— WORK TASK —
Exactly the lines from the one containing "Target: mountain ridge" to the last line of the records, inclusive, are to be transcribed; include no others.

— THE DATA —

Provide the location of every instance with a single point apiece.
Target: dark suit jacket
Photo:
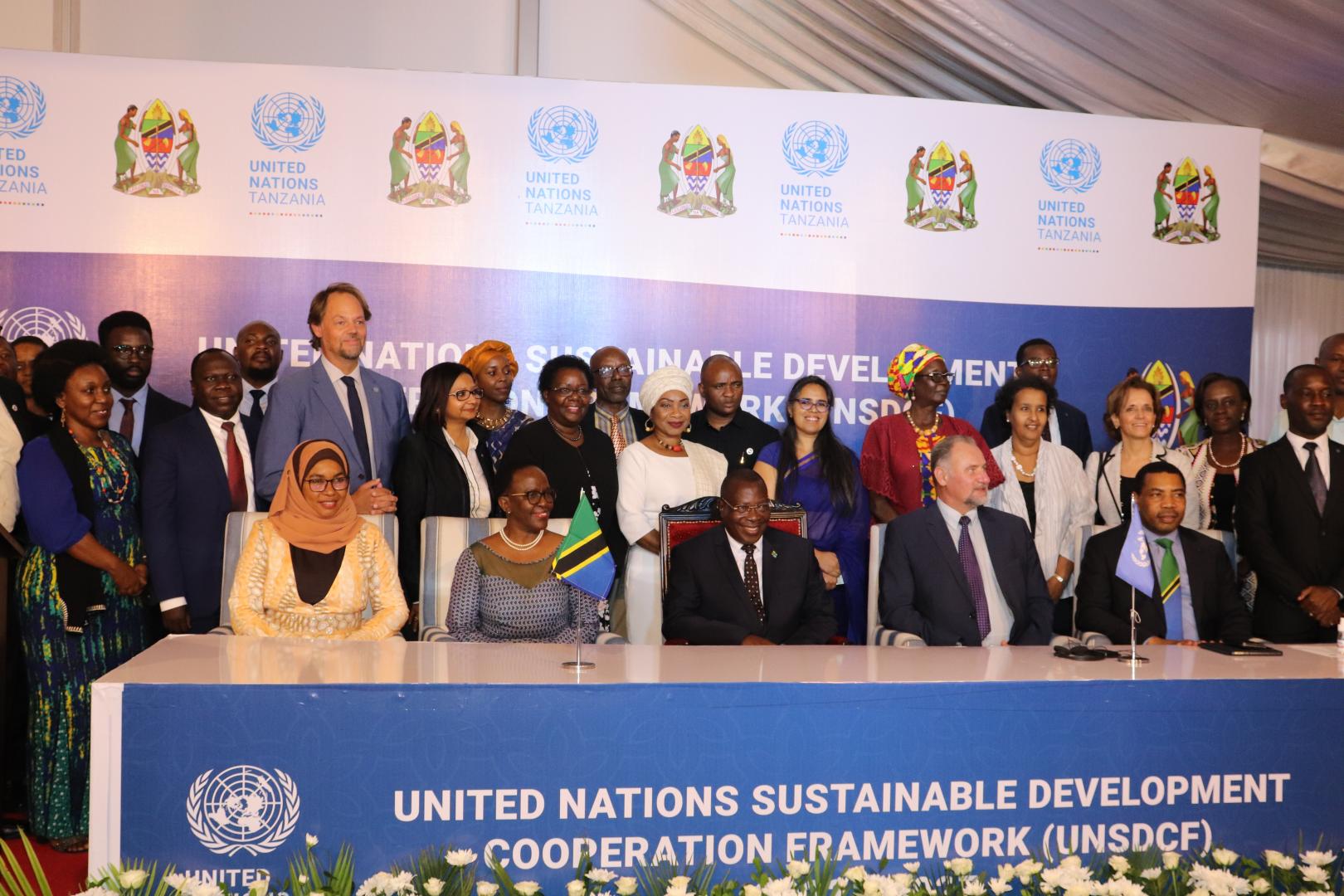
(923, 592)
(637, 416)
(1074, 433)
(184, 504)
(709, 603)
(429, 481)
(1103, 599)
(1287, 542)
(304, 406)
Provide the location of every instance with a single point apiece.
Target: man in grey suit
(960, 572)
(338, 399)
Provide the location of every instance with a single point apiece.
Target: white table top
(212, 660)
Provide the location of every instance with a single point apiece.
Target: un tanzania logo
(22, 106)
(242, 809)
(290, 121)
(815, 148)
(1070, 165)
(49, 325)
(562, 134)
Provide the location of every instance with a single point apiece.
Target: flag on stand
(583, 559)
(1136, 566)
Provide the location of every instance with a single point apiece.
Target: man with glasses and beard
(138, 407)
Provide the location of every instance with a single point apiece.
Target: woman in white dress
(1046, 486)
(659, 470)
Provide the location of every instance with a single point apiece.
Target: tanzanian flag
(583, 559)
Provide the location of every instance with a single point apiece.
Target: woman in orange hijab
(312, 566)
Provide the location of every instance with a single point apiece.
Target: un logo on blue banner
(290, 121)
(562, 134)
(1070, 165)
(815, 148)
(22, 106)
(242, 809)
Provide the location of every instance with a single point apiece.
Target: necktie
(236, 476)
(971, 566)
(128, 419)
(1315, 477)
(752, 578)
(617, 436)
(357, 423)
(1168, 586)
(257, 412)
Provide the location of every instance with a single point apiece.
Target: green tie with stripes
(1168, 574)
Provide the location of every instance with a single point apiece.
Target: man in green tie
(1194, 596)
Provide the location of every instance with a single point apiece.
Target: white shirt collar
(952, 516)
(139, 397)
(1298, 444)
(335, 373)
(216, 421)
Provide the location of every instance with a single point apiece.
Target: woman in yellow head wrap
(188, 148)
(494, 366)
(967, 197)
(894, 462)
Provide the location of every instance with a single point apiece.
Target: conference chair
(880, 635)
(678, 524)
(236, 529)
(1097, 638)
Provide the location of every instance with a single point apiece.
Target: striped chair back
(442, 542)
(238, 527)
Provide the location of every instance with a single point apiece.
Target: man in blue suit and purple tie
(960, 572)
(340, 401)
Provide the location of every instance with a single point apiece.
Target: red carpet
(65, 872)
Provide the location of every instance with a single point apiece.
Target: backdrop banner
(226, 781)
(804, 232)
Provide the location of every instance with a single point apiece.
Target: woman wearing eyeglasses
(811, 466)
(503, 586)
(444, 466)
(311, 567)
(895, 460)
(661, 469)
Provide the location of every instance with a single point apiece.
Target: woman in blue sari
(811, 466)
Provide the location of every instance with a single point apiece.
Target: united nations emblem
(288, 121)
(930, 184)
(1187, 190)
(429, 168)
(163, 147)
(562, 134)
(815, 148)
(1070, 165)
(686, 169)
(22, 106)
(49, 325)
(242, 809)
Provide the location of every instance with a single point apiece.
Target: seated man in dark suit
(1291, 516)
(1202, 599)
(958, 571)
(197, 468)
(743, 582)
(1066, 426)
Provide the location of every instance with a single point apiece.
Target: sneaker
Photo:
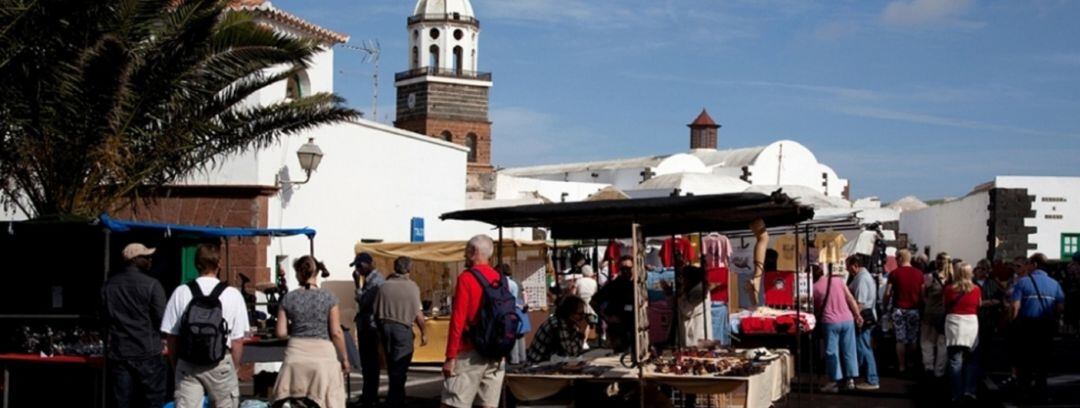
(849, 385)
(831, 388)
(867, 386)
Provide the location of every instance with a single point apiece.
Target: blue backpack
(497, 323)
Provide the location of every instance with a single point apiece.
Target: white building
(703, 170)
(372, 184)
(1002, 219)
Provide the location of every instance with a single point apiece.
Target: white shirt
(233, 309)
(585, 287)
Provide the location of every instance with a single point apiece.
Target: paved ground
(424, 385)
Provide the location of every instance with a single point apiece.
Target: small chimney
(703, 132)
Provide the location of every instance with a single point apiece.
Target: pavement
(424, 385)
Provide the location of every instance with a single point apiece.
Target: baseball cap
(135, 249)
(362, 258)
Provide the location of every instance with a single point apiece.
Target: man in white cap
(134, 303)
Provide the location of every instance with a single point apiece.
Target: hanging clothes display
(717, 250)
(786, 256)
(829, 247)
(611, 256)
(676, 245)
(718, 277)
(742, 263)
(780, 289)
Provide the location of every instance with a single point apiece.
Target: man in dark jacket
(134, 304)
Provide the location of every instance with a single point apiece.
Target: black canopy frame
(644, 217)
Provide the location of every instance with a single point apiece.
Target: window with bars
(1070, 244)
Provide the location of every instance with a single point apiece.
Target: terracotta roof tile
(265, 9)
(703, 120)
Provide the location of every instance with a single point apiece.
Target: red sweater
(962, 303)
(467, 299)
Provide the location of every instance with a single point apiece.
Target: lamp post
(310, 155)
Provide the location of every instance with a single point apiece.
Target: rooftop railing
(432, 71)
(444, 17)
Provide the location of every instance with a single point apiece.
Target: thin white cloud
(1064, 58)
(929, 14)
(835, 30)
(944, 121)
(522, 136)
(841, 92)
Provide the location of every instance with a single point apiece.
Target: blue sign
(417, 230)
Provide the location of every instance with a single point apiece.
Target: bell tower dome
(443, 94)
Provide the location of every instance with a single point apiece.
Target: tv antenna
(372, 51)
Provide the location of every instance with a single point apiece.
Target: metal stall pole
(500, 245)
(812, 345)
(105, 367)
(705, 295)
(554, 260)
(798, 308)
(228, 262)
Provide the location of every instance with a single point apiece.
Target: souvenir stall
(435, 269)
(786, 297)
(741, 377)
(50, 303)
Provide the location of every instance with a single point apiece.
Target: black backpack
(497, 323)
(203, 338)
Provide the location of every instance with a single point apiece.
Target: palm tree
(102, 99)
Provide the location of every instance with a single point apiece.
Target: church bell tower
(443, 94)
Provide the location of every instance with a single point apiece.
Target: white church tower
(443, 94)
(443, 37)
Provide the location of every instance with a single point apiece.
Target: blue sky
(925, 97)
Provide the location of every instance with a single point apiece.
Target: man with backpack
(205, 321)
(484, 326)
(1037, 302)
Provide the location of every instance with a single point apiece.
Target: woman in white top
(584, 288)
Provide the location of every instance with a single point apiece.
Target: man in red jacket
(469, 377)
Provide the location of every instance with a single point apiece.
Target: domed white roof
(698, 184)
(444, 7)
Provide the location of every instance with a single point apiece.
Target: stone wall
(1008, 234)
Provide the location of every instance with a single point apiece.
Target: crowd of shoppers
(948, 311)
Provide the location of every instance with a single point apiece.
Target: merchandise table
(757, 391)
(12, 362)
(535, 386)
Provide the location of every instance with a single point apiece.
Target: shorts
(476, 381)
(905, 324)
(218, 382)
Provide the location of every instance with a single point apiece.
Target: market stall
(661, 218)
(50, 311)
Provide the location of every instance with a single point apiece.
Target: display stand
(637, 219)
(111, 233)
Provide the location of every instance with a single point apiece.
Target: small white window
(297, 85)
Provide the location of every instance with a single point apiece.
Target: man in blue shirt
(1037, 302)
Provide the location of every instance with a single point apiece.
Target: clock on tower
(443, 94)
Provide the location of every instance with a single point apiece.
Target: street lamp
(310, 155)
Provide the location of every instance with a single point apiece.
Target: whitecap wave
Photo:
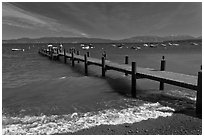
(56, 124)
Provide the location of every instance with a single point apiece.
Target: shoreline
(177, 124)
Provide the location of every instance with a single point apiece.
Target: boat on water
(17, 49)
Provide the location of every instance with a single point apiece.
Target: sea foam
(59, 124)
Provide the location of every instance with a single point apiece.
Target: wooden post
(78, 54)
(104, 55)
(88, 54)
(103, 67)
(86, 65)
(163, 65)
(199, 94)
(133, 91)
(72, 59)
(126, 62)
(65, 59)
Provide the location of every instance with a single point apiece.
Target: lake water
(40, 96)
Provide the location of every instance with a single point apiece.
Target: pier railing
(162, 76)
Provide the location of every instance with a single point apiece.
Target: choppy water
(41, 96)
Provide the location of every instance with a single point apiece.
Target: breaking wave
(59, 124)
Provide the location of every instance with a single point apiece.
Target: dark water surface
(39, 93)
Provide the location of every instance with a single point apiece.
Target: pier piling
(199, 94)
(78, 54)
(88, 54)
(103, 66)
(126, 62)
(65, 59)
(85, 65)
(163, 65)
(133, 91)
(72, 58)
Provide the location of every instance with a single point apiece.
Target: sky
(116, 20)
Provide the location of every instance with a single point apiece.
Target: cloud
(17, 17)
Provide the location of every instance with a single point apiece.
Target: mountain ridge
(136, 39)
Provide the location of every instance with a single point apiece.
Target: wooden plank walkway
(177, 79)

— SOLUTION TO THE PROBLEM —
Target: mountain ridge
(136, 39)
Provide the location of every instance with a single point apiece.
Target: wooden plank walkway
(177, 79)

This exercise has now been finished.